[About this exercise] Every line below between the one holding "column 88, row 66" and the one holding "column 103, row 145", inclusive, should be copied exactly, and no other line.

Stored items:
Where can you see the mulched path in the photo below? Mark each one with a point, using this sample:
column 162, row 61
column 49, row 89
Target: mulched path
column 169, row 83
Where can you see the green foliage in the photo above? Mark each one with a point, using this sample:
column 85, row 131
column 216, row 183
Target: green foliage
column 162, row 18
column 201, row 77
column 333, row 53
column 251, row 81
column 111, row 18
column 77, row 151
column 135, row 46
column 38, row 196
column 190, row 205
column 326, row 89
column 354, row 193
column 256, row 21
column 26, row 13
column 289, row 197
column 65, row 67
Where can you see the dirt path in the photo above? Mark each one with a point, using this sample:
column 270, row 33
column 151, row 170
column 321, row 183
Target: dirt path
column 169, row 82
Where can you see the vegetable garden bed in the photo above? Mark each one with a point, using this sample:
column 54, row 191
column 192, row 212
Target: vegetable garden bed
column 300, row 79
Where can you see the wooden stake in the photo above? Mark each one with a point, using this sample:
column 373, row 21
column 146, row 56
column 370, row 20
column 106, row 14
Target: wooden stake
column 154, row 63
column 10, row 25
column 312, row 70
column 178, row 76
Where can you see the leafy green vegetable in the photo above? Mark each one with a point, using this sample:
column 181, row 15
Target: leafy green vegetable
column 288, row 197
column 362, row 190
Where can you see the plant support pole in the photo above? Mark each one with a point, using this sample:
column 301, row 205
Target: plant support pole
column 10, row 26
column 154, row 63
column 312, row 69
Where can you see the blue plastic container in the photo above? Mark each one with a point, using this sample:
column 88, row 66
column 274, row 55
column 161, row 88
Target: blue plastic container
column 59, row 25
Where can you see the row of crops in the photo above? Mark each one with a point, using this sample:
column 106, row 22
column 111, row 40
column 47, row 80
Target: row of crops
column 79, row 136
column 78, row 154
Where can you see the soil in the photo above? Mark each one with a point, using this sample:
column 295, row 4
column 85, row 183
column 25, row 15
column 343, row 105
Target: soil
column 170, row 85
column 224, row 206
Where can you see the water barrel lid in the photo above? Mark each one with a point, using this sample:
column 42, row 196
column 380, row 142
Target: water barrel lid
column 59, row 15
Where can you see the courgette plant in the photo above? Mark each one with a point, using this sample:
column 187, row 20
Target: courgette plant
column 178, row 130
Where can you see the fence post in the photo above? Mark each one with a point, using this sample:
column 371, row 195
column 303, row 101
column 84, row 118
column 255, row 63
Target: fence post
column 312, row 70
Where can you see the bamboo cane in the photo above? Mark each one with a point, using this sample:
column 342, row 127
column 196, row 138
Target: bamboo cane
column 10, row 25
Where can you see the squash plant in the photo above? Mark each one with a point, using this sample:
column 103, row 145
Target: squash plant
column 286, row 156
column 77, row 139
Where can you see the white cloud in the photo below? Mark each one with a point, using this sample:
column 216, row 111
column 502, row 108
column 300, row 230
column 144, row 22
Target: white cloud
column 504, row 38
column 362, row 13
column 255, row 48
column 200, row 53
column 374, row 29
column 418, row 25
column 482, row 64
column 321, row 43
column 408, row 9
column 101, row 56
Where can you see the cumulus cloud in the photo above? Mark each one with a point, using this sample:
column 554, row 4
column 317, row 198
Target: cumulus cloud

[Answer space]
column 88, row 66
column 274, row 55
column 161, row 88
Target: blue plastic container
column 59, row 25
Where can you see the row of crops in the photo above? Mark each one with a point, using this sample:
column 106, row 22
column 111, row 40
column 47, row 80
Target: row of crops
column 79, row 136
column 78, row 154
Where can you see the soil in the photo above? Mark each one with a point, using this sample:
column 295, row 4
column 85, row 183
column 25, row 15
column 343, row 105
Target: soil
column 170, row 85
column 224, row 206
Where can you see the water barrel lid in the photo above? Mark each one with a point, using this sample:
column 42, row 196
column 380, row 142
Target: water barrel lid
column 59, row 15
Where can you see the courgette plant in the photo above? Mark each one with a point, using this sample:
column 187, row 20
Target: courgette plant
column 178, row 130
Where can you see the fence post in the photo above? Mark each one with a point, using this sample:
column 371, row 195
column 303, row 101
column 84, row 118
column 255, row 63
Target: fence post
column 312, row 70
Where can you see the bamboo cane in the photo above? Mark each one with a point, using this sample:
column 342, row 127
column 196, row 138
Target: bamboo cane
column 10, row 25
Where can you see the squash plant in the photo above? Mark each one with a point, using this sample:
column 103, row 145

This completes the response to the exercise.